-- Assigned task --
Images are to be omitted, and the rest of the records reproduced exactly.

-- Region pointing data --
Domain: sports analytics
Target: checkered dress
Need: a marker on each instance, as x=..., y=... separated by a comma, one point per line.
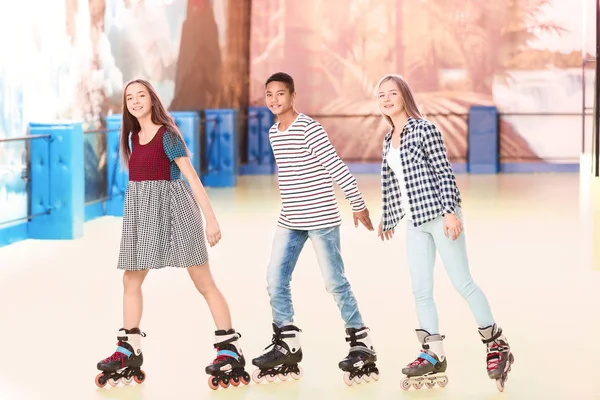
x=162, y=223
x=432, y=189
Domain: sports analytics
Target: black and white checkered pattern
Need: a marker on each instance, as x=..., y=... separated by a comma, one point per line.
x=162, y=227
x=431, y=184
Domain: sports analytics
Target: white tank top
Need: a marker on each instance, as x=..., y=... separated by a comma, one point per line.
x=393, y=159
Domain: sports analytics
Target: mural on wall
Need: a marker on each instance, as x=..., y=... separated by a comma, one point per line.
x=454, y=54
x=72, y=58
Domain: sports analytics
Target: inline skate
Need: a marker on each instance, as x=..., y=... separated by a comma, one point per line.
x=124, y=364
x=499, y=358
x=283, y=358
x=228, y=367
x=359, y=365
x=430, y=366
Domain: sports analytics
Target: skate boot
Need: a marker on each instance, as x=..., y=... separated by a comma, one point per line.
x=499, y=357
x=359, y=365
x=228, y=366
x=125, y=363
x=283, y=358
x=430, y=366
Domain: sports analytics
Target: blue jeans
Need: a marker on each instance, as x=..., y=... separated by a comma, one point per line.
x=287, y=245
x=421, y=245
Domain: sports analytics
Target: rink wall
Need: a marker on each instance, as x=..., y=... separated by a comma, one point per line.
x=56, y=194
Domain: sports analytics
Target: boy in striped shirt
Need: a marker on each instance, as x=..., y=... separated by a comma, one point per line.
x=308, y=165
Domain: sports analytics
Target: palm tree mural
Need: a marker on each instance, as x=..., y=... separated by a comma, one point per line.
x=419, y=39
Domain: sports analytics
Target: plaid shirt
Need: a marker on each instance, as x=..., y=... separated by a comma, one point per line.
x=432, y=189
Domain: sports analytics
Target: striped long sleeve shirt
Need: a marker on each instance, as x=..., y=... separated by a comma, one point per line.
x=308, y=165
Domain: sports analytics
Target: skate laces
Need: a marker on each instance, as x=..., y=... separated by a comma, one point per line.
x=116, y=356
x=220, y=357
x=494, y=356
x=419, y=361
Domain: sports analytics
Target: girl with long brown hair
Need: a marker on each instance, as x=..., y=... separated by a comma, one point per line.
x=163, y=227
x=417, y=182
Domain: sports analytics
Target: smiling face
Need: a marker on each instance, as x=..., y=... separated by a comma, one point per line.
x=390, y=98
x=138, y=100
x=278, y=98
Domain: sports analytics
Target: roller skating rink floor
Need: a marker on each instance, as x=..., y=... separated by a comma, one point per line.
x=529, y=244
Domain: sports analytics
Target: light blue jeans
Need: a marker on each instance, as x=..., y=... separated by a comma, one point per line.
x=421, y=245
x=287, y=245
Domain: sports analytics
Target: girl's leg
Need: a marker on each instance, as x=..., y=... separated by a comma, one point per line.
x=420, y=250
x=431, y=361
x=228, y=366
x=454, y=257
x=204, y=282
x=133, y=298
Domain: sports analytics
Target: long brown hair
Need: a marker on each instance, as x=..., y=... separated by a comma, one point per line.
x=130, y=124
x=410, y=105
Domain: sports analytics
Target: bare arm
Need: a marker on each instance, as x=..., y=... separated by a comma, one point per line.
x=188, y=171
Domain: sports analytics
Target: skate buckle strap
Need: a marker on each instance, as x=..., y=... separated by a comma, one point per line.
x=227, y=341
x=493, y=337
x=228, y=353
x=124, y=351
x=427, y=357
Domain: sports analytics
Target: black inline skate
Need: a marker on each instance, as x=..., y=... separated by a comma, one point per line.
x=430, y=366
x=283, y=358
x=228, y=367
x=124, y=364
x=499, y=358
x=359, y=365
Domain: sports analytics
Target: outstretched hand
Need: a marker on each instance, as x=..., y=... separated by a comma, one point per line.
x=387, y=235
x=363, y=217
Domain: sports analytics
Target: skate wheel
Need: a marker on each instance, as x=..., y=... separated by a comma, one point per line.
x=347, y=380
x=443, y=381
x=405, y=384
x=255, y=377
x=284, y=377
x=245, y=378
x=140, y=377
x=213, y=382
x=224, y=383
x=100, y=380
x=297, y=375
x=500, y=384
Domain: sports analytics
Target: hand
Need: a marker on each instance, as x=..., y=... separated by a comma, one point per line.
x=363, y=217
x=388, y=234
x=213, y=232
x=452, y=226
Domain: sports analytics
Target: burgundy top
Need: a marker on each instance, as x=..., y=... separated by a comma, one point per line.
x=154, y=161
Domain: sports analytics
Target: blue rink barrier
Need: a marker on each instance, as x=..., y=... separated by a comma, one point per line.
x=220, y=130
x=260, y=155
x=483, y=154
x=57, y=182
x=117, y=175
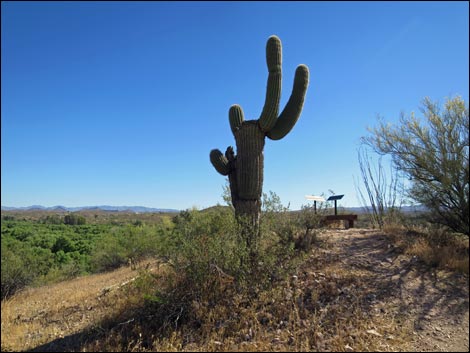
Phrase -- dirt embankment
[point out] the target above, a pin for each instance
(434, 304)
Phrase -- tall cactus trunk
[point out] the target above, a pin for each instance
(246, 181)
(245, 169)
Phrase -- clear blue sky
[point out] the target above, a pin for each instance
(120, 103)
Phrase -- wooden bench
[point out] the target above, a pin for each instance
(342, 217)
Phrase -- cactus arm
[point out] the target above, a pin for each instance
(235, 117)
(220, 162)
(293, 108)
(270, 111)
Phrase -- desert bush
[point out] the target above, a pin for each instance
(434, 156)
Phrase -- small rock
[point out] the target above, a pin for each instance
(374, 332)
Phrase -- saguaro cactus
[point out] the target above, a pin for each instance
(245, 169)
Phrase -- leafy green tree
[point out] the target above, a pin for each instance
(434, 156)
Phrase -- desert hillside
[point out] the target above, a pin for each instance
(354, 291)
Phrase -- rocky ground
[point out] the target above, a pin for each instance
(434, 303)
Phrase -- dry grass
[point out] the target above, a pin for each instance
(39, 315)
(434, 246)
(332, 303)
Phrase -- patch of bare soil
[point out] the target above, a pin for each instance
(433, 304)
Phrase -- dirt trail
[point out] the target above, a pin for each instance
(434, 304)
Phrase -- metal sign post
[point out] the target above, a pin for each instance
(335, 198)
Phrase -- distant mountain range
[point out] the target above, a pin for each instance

-- Answer below --
Domain: sports analytics
Target: checkered dress
Need: a marker on each instance, as x=..., y=... separated by a comma, one point per line.
x=162, y=223
x=432, y=189
Domain: sports analytics
Target: black and white checkered pattern
Need: a marker on each instance, as x=..., y=... separated by a comma, one point per line.
x=162, y=227
x=431, y=184
Domain: sports analytics
Target: white tank top
Need: a marker on each instance, as x=..., y=... separated by a comma, one point per line.
x=393, y=159
Domain: sports analytics
Target: mural on wall
Need: a marker on each instance, as x=..., y=... separated by a comma, one point per line.
x=454, y=54
x=72, y=58
Domain: sports analytics
Target: inline skate
Need: a marker on each instance, as x=..., y=... separated by a comma, one point per line.
x=124, y=364
x=499, y=358
x=283, y=358
x=228, y=367
x=359, y=365
x=430, y=366
Domain: sports analytics
Target: skate boot
Need: a marker on each instance, as x=..., y=... separated by a comma, one point per line.
x=499, y=357
x=359, y=365
x=228, y=366
x=125, y=363
x=283, y=358
x=430, y=366
Domain: sports analytics
Target: blue jeans
Need: a marker on each instance, as x=..., y=... separated by a comma, one point per line.
x=287, y=245
x=421, y=245
Domain: sports analytics
Target: rink wall
Need: a marker on each instance, as x=..., y=... separated by a comma, one point per line.
x=56, y=194
Domain: sports analytics
Target: boy in striped shirt
Need: a marker on each instance, as x=..., y=... separated by a comma, one point per line.
x=308, y=165
Domain: sports analytics
Target: palm tree mural
Need: a marker on each instance, as x=..., y=... separated by a comma, one point per line.
x=419, y=39
Domain: sports analytics
Target: plaid shirt
Need: a marker on each instance, as x=..., y=... separated by a comma, one point per line.
x=432, y=189
Domain: sports analytics
Target: striped long sleeve shirt
Need: a marker on each instance, as x=..., y=... separated by a comma, one point per line.
x=308, y=165
Domain: sports analytics
Target: skate laces
Need: a marker on each instance, as x=..., y=... separated by a comma, one point per line.
x=116, y=356
x=220, y=357
x=494, y=356
x=419, y=361
Domain: sports analytics
Target: girl with long brown hair
Need: a marker on each instance, as x=..., y=... separated by a comma, one point per line.
x=163, y=227
x=417, y=182
Domain: sports analytics
Target: smiling face
Need: a marker on each instance, as x=..., y=... separated by a comma, one point per line.
x=390, y=98
x=138, y=100
x=278, y=98
Domain: sports analytics
Target: roller skating rink floor
Need: a marker on each instance, as x=..., y=... separated by a comma, one point per line.
x=529, y=244
Domain: sports analytics
Target: light blue jeans
Need: a marker on each instance, as x=..., y=... separated by a comma, one point per line.
x=421, y=245
x=287, y=245
Domain: sports analytics
Target: girl's leg
Need: a marker on each instance, as x=..., y=... separated by a comma, one point per line.
x=420, y=250
x=431, y=361
x=228, y=366
x=454, y=257
x=204, y=282
x=133, y=298
Domain: sports analytics
Target: long brown hair
Need: a marker on each instance, as x=..., y=... separated by a comma, one point per line.
x=130, y=124
x=410, y=105
Domain: sports analytics
Target: bare arm
Need: a marker on each instance, as x=..., y=... separated by a comma, one point per line.
x=188, y=171
Domain: sports analytics
Target: skate buckle strap
Need: a marker on each instance, as x=..., y=... separated by a comma, one point per line.
x=227, y=341
x=493, y=337
x=228, y=353
x=124, y=351
x=427, y=357
Domain: sports analytics
Target: black inline skate
Need: a marker on each instance, as x=..., y=... separated by a comma, one point per line.
x=430, y=366
x=283, y=358
x=228, y=367
x=124, y=364
x=499, y=358
x=359, y=365
Domain: sports analytics
Target: outstretched hand
Need: a marker on each instance, as x=..., y=... separated by a comma, one point per line.
x=387, y=235
x=363, y=217
Domain: sports analytics
Target: skate wheel
Need: a marker on each instance, as x=..., y=... separated by a comma, one point per line.
x=347, y=380
x=443, y=381
x=405, y=384
x=255, y=377
x=284, y=377
x=245, y=378
x=140, y=377
x=213, y=382
x=224, y=383
x=100, y=380
x=297, y=375
x=500, y=384
Domain: sports analytics
Target: hand
Need: a marker on each instance, as x=..., y=... separated by a comma, one point per line.
x=363, y=217
x=388, y=234
x=213, y=232
x=452, y=226
Domain: sports analytics
Target: burgundy top
Need: a marker on each instance, as x=..., y=... separated by a comma, one point per line.
x=154, y=161
Domain: sports analytics
Target: blue rink barrier
Need: a marker on each instance, as x=..., y=... separated by a comma, one point per line.
x=220, y=130
x=260, y=155
x=483, y=154
x=57, y=182
x=117, y=175
Phrase -- dirt embankment
[point out] the target above, a pin for each instance
(434, 304)
Phrase -- tall cactus trunk
[point out] the target above, a pin for each instance
(246, 181)
(245, 169)
Phrase -- clear blue sky
[point out] the target above, a pin for each instance
(120, 103)
Phrase -- wooden bench
[point out] the target above, a pin for each instance
(342, 217)
Phrase -- cactus arm
[point out] the target above, a pin for each instance
(235, 117)
(220, 162)
(293, 108)
(270, 111)
Phrase -- desert bush
[point out] the target above, a pin for each instance
(434, 156)
Phrase -- small rock
[point out] the target above, a pin for each instance
(374, 332)
Phrase -- saguaro cactus
[point out] the target above, a pin for each instance
(245, 169)
Phrase -- leafy green tree
[point out] the target above, a pin for each instance
(434, 156)
Phrase -- desert hillside
[point out] the target above, a pin for each instance
(354, 291)
Phrase -- rocky ground
[point out] the target above, a pin for each instance
(434, 303)
Phrase -- dry grass
[point out] the target above, a pin for each instance
(39, 315)
(434, 246)
(332, 303)
Phrase -- patch of bare soil
[point out] the target above, a pin for each instance
(433, 304)
Phrase -- dirt trail
[point out] the target above, a pin for each instance
(434, 304)
Phrase -- metal sign post
[point out] the target above, a pin for each instance
(335, 198)
Phrase -- distant mountain range
[point out] the target above, a pin for each instance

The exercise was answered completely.